Reproduce all of the records below, substituting "Provide" for each occurrence of "Supply" and leaving everything else unchanged.

+ + + + +

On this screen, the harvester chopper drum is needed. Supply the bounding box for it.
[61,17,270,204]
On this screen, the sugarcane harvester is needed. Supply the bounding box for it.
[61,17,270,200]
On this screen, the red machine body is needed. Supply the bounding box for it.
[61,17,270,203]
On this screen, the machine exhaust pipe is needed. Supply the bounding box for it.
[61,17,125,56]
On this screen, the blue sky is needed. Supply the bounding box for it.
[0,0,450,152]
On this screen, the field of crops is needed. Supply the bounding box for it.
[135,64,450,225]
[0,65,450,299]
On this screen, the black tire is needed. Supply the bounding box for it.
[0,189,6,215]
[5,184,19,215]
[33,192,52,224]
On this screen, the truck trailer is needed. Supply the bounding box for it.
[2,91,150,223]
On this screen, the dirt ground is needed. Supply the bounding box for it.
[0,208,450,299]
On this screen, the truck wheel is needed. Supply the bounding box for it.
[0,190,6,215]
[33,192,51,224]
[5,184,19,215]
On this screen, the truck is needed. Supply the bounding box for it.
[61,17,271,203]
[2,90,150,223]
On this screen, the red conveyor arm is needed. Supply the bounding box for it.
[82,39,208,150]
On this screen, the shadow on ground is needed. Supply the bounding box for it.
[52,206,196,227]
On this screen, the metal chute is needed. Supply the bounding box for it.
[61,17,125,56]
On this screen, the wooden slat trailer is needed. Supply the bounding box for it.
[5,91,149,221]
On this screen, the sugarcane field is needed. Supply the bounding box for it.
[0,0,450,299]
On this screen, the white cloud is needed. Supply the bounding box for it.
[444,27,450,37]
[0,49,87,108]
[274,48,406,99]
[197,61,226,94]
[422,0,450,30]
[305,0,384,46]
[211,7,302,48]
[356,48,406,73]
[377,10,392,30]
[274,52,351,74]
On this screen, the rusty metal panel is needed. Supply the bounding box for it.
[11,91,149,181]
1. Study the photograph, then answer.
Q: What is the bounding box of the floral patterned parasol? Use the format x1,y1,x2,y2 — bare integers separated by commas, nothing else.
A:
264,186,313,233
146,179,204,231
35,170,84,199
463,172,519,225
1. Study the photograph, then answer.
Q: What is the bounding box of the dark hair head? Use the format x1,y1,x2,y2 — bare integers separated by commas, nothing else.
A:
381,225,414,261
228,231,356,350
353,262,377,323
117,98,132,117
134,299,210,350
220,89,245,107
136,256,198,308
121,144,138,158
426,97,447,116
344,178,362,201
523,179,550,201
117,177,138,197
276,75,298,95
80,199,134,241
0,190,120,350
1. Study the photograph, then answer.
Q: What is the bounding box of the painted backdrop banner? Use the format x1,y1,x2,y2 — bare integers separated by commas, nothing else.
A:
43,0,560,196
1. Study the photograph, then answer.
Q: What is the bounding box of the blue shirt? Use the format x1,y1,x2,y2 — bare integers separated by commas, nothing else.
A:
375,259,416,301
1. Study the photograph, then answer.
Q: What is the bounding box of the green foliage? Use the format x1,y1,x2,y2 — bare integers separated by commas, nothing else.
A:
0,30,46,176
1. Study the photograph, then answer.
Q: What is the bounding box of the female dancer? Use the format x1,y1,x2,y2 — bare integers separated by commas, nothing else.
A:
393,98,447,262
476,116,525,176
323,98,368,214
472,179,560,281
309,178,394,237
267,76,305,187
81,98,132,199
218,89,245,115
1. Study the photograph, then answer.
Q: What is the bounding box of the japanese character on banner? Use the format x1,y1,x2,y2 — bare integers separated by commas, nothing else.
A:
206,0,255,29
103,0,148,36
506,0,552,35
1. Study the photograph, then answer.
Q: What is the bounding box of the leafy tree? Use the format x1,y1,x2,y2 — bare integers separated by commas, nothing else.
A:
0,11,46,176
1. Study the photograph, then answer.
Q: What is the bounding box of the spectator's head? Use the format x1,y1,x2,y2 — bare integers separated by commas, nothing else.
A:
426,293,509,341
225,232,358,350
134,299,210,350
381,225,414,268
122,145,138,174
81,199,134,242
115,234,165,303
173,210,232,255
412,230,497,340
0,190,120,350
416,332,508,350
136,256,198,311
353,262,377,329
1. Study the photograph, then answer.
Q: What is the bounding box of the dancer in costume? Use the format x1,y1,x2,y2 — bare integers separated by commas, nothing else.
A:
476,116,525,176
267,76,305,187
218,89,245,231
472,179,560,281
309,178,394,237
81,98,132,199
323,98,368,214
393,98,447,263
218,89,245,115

+ + + + +

FINAL RESULT ▸
On this screen, the harvester chopper drum is needed. Provide the bounding box for it.
[61,17,270,204]
On this screen, the sugarcane harvester is needed. Provide the bounding box for it.
[61,17,270,200]
On this screen, the red machine body is needed. Provide the bounding box for it.
[61,17,270,203]
On this screen, the machine exhaust pipe is needed. Provide the bounding box for it.
[61,17,125,56]
On this screen, the blue sky is needed. Provide the bounding box for it.
[0,0,450,152]
On this screen, the field of crops is needed. Provide the bounding box for it.
[135,64,450,225]
[0,65,450,299]
On this screen, the black tire is needed. Provide the bounding box for it.
[0,189,6,215]
[5,184,19,215]
[33,192,52,224]
On this screen, the truck trailer is needed. Provide the bounding box for it.
[2,91,150,223]
On this screen, the dirt ground is needed. Provide the bounding box for it.
[0,208,450,299]
On this screen, the truck wheel is needed. Provide the bounding box for it.
[0,190,6,215]
[33,192,51,224]
[5,184,19,215]
On this screen, the truck is needed. Provide the bounding box for it.
[61,17,271,203]
[2,90,150,223]
On this screen, the red conveyor arm is needed. Provide the bounding box for it.
[82,39,208,150]
On this screen, the shadow on ground is needed. Provide the bounding box for it.
[52,206,196,227]
On this screen, the metal chute is needed. Provide the bounding box for it.
[61,17,125,56]
On this screen, the wooden slat trailer is needed. Provide the bounding box for it.
[5,91,149,221]
On this screen, the sugarcane field is needed. Provide the bounding box for it.
[0,0,450,299]
On this screen, the white cloud is needed. Provide the bounding box for it.
[444,27,450,37]
[0,49,87,108]
[274,48,406,99]
[197,61,226,94]
[422,0,450,30]
[305,0,384,46]
[211,7,302,48]
[356,48,406,73]
[377,10,392,30]
[274,52,351,74]
On this screen, the rusty metal panel is needed. Provide the bounding box for it.
[11,91,149,181]
1. Study the photograph, then answer.
Q: What is the bounding box of the floral patterned parasol? Use the format x1,y1,x2,y2 — bare integers separated by commas, nothing else.
A:
264,186,313,233
146,179,204,231
35,170,84,199
463,172,519,225
1. Study the photograph, then answer.
Q: What is the bounding box of the dark hair head? Use the format x1,y1,x2,y2 — bare integers separated by commas, nothing else.
A:
381,225,414,261
228,231,356,350
353,262,377,323
117,98,132,117
134,299,210,350
220,89,245,107
136,256,198,308
121,144,138,158
426,97,447,116
344,178,362,201
523,179,550,201
117,177,138,197
276,75,298,95
80,199,134,241
0,190,120,350
1. Study the photograph, then answer.
Q: What is the bounding box of the painted backdrop banner? Use the format x1,y1,x2,y2 — bare integers separated by commas, nothing else.
A:
43,0,560,196
1. Study the photograph, then answer.
Q: What is the bounding box of the blue shirt? Use the format x1,y1,x2,y2 — bare integers separated by commas, nothing else.
A:
375,259,416,301
1. Study the photograph, then answer.
Q: What is the bounding box of the green foliage? Use the format x1,y1,x2,y2 — bare integers separated by commas, nothing else.
A:
0,30,46,176
1. Study the photograph, then answer.
Q: What is the bounding box of the female dancer? Use the format x1,y1,x2,y2 — bare integers separated by commas, nothing else.
A:
393,98,447,262
476,116,525,176
323,98,368,214
472,179,560,281
309,178,394,237
267,76,305,187
81,98,132,199
218,89,245,115
1. Study the photograph, then answer.
Q: What is the bounding box of the japanese character on banner? Use the format x1,y1,x2,y2 — bare integers separated by commas, nothing else.
A:
206,0,255,29
103,0,148,36
506,0,552,35
1. Study the photograph, then answer.
Q: What is the bounding box of the leafy tree? Use the format x1,y1,x2,y2 — bare integers separated by commas, nothing else.
A:
0,11,46,176
1. Study the photograph, then answer.
Q: What is the bounding box of the spectator's head? Use the format x1,y1,x2,y2 — bare integers separated by commas, nothing else.
A:
426,293,509,341
225,232,358,350
134,299,210,350
381,225,414,268
122,145,138,174
81,199,134,242
115,234,165,303
173,210,232,255
412,230,497,340
0,190,120,350
416,332,508,350
136,256,198,311
353,262,377,329
1. Study the photograph, then answer.
Q: What is the bounding box of the dancer in costume? Use the format x1,y1,x2,y2 — bare integers separated by commas, nothing else.
A:
476,116,525,176
267,76,305,187
218,89,245,231
472,179,560,281
309,178,394,237
81,98,132,199
323,98,368,214
393,98,447,263
218,89,245,115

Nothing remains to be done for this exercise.